**EXERCISE**
Repeat the listing below in full and exactly, but without its pictures.

Start of Block

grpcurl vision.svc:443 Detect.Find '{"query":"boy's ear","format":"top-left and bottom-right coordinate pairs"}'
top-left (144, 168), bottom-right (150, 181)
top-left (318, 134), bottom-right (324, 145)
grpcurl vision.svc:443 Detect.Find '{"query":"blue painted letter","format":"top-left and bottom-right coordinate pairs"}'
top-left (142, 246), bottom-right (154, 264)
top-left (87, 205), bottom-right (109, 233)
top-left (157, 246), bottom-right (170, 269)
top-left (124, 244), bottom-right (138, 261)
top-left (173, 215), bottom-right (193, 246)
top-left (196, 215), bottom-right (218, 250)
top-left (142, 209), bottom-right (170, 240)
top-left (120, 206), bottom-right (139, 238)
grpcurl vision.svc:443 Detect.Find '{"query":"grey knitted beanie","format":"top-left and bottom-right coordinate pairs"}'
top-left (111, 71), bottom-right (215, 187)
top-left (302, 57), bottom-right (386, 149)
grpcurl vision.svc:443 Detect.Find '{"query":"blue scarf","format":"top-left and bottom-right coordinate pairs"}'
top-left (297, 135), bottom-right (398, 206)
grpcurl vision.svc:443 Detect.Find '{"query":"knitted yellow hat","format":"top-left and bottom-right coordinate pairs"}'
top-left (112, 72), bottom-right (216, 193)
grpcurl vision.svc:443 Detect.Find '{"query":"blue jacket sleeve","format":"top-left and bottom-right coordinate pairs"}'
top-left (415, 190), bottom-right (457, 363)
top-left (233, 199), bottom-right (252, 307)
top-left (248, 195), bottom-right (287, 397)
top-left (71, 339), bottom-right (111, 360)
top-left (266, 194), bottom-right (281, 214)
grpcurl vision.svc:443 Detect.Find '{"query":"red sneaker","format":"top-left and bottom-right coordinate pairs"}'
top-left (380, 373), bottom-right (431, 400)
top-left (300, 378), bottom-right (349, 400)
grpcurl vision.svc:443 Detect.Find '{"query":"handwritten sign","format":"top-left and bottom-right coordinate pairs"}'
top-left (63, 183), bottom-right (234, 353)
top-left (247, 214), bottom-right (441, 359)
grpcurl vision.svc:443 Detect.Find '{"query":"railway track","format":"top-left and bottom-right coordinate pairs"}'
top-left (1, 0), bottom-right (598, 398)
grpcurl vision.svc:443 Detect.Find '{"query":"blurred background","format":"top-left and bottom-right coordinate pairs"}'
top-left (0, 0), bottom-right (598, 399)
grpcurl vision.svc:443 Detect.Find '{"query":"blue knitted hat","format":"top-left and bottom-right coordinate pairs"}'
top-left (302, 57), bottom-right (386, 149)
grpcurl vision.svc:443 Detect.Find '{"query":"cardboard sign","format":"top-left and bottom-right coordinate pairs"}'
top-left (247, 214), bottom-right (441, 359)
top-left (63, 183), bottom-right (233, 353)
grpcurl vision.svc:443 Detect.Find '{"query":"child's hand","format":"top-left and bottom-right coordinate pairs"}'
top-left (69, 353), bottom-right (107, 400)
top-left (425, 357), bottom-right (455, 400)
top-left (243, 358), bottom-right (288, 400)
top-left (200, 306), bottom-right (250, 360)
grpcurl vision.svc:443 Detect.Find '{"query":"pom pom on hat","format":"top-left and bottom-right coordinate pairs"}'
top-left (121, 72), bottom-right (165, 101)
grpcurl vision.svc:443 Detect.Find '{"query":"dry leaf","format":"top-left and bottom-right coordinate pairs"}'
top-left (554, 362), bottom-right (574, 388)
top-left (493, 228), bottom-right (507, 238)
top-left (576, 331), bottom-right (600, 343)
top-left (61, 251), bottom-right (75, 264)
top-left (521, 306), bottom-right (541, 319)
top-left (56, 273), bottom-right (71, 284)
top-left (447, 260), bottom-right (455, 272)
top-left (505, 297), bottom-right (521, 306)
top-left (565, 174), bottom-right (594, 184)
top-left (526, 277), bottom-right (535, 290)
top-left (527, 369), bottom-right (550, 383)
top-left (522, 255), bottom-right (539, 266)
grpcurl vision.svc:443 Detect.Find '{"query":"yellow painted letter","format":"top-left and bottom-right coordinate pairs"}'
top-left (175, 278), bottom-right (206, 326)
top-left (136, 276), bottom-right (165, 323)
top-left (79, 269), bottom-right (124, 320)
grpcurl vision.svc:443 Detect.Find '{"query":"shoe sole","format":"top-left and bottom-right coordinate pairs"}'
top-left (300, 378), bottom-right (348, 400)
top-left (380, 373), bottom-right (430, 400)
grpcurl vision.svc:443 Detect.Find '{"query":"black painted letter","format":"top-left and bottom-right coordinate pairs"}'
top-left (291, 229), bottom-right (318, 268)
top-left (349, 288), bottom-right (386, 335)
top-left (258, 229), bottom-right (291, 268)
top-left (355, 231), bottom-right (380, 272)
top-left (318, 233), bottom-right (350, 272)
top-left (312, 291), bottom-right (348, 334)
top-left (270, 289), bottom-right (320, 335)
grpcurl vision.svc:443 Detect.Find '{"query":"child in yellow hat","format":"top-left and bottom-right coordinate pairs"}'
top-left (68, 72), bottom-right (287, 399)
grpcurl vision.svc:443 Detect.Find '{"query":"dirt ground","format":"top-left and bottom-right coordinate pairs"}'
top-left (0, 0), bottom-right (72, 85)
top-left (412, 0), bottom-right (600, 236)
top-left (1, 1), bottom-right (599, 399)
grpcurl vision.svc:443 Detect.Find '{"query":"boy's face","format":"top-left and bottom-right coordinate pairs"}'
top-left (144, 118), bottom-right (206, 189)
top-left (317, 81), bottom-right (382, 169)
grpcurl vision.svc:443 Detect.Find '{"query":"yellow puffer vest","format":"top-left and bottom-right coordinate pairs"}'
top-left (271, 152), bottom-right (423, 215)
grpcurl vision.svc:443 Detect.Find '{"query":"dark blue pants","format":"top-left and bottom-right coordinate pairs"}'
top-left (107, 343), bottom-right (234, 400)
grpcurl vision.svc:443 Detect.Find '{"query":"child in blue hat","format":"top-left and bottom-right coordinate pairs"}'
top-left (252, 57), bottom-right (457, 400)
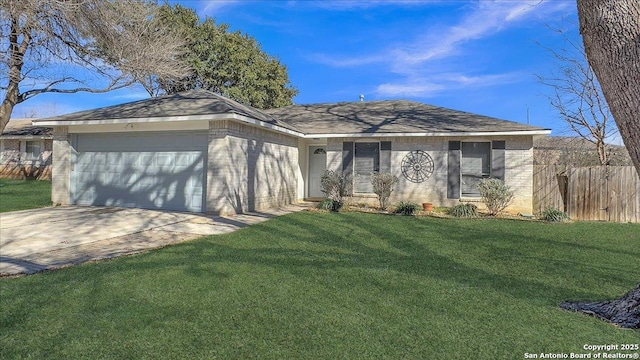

End of Block

**EXERCISE OUTPUT**
grpcurl vision.svc:443 Detect.Find '{"query":"boy's ear","format":"top-left and bottom-right coordinate pairs"}'
top-left (144, 168), bottom-right (150, 181)
top-left (318, 134), bottom-right (324, 145)
grpcurl vision.svc:443 Detect.Find '{"query":"blue painted letter","format":"top-left and bottom-right coordinate pairs"}'
top-left (142, 246), bottom-right (154, 264)
top-left (87, 205), bottom-right (109, 233)
top-left (157, 246), bottom-right (170, 269)
top-left (124, 244), bottom-right (138, 261)
top-left (173, 215), bottom-right (193, 246)
top-left (196, 215), bottom-right (218, 250)
top-left (142, 209), bottom-right (170, 240)
top-left (120, 206), bottom-right (139, 238)
grpcurl vision.svc:443 Detect.Find '{"query":"grey knitted beanie","format":"top-left and bottom-right coordinate pairs"}'
top-left (111, 71), bottom-right (215, 187)
top-left (302, 57), bottom-right (386, 149)
grpcurl vision.svc:443 Detect.Find '{"query":"blue scarf","format":"top-left and bottom-right coordinate pairs"}'
top-left (297, 135), bottom-right (398, 206)
grpcurl vision.svc:443 Detect.Find '{"query":"knitted yellow hat","format":"top-left and bottom-right coordinate pairs"}'
top-left (112, 72), bottom-right (216, 193)
grpcurl vision.svc:443 Detect.Find '{"query":"blue jacket sleeve","format":"top-left and bottom-right coordinate pairs"}'
top-left (415, 190), bottom-right (457, 363)
top-left (233, 199), bottom-right (252, 307)
top-left (248, 195), bottom-right (287, 397)
top-left (71, 339), bottom-right (111, 360)
top-left (266, 194), bottom-right (281, 214)
grpcurl vision.svc:443 Detect.Find '{"query":"red sneaker","format":"top-left and bottom-right coordinate pairs"}'
top-left (380, 373), bottom-right (431, 400)
top-left (300, 378), bottom-right (349, 400)
grpcurl vision.svc:443 Detect.Find '{"query":"handwritten sign","format":"top-left and bottom-right coordinate pairs"}'
top-left (63, 183), bottom-right (234, 353)
top-left (247, 214), bottom-right (441, 359)
grpcurl vision.svc:443 Detect.Find '{"query":"railway track","format":"top-left and bottom-right coordinate pairs"}'
top-left (1, 0), bottom-right (598, 398)
grpcurl vision.svc:443 Detect.Find '{"query":"blurred background","format":"top-left and bottom-right coordinate pairs"}'
top-left (0, 0), bottom-right (598, 399)
grpcurl vision.svc:443 Detect.Find '{"query":"blue knitted hat","format":"top-left and bottom-right coordinate pairs"}'
top-left (302, 57), bottom-right (386, 149)
grpcurl vision.svc:443 Detect.Find '{"query":"cardboard sign","format":"top-left and bottom-right coordinate pairs"}'
top-left (247, 214), bottom-right (441, 359)
top-left (63, 183), bottom-right (233, 353)
grpcurl vision.svc:443 Detect.Find '{"query":"child's hand","format":"top-left and bottom-right coordinate pairs"}'
top-left (69, 353), bottom-right (107, 400)
top-left (425, 357), bottom-right (455, 400)
top-left (243, 358), bottom-right (288, 400)
top-left (200, 306), bottom-right (250, 360)
grpcurl vision.svc:443 Detect.Find '{"query":"pom pom on hat","format":"top-left and bottom-right coordinate pairs"}'
top-left (121, 72), bottom-right (165, 101)
grpcurl vision.svc:443 Detect.Find '{"query":"dry leaf","format":"top-left and bottom-right coordinate pairs"}'
top-left (554, 362), bottom-right (574, 388)
top-left (493, 228), bottom-right (507, 238)
top-left (576, 331), bottom-right (600, 343)
top-left (61, 251), bottom-right (75, 264)
top-left (521, 306), bottom-right (541, 319)
top-left (56, 273), bottom-right (71, 284)
top-left (447, 260), bottom-right (455, 272)
top-left (505, 297), bottom-right (521, 306)
top-left (565, 174), bottom-right (594, 184)
top-left (526, 277), bottom-right (535, 290)
top-left (527, 369), bottom-right (550, 383)
top-left (522, 255), bottom-right (539, 266)
grpcurl vision.svc:443 Detect.Find '{"query":"yellow painted letter","format":"top-left and bottom-right coordinate pairs"}'
top-left (175, 278), bottom-right (206, 326)
top-left (136, 276), bottom-right (165, 323)
top-left (79, 269), bottom-right (124, 320)
grpcurl vision.svc:443 Detect.Find '{"query":"shoe sole","format":"top-left and bottom-right coordinate pairs"}'
top-left (300, 378), bottom-right (348, 400)
top-left (380, 373), bottom-right (430, 400)
grpcurl vision.svc:443 Detect.Find '{"query":"black painted letter","format":"top-left and bottom-right coordinate pairs"}'
top-left (291, 229), bottom-right (318, 268)
top-left (349, 288), bottom-right (386, 335)
top-left (258, 229), bottom-right (291, 268)
top-left (355, 231), bottom-right (380, 272)
top-left (318, 233), bottom-right (350, 272)
top-left (312, 291), bottom-right (348, 334)
top-left (270, 289), bottom-right (320, 335)
grpcurl vision.svc:443 Detect.Find '{"query":"child in yellow hat","format":"top-left and bottom-right coordinate pairs"}'
top-left (68, 72), bottom-right (287, 399)
grpcurl vision.svc:443 Detect.Find '{"query":"dirt ground","format":"top-left and bottom-right coordinate pairs"}'
top-left (0, 0), bottom-right (72, 85)
top-left (412, 0), bottom-right (600, 236)
top-left (1, 1), bottom-right (599, 399)
grpcurl vision.svc:443 Detect.Find '{"query":"boy's face","format":"top-left and bottom-right coordinate pairs"}'
top-left (144, 118), bottom-right (206, 189)
top-left (317, 81), bottom-right (382, 169)
grpcurl vision.svc:443 Detect.Find '{"query":"yellow puffer vest","format":"top-left and bottom-right coordinate pairs"}'
top-left (271, 152), bottom-right (423, 215)
grpcurl vision.svc:443 Detect.Find '{"query":"dark blue pants","format":"top-left and bottom-right coordinate pairs"}'
top-left (107, 343), bottom-right (234, 400)
grpcurl vision.svc:443 Detect.Find '{"query":"child in blue hat","format":"top-left and bottom-right coordinate pairs"}'
top-left (252, 57), bottom-right (457, 400)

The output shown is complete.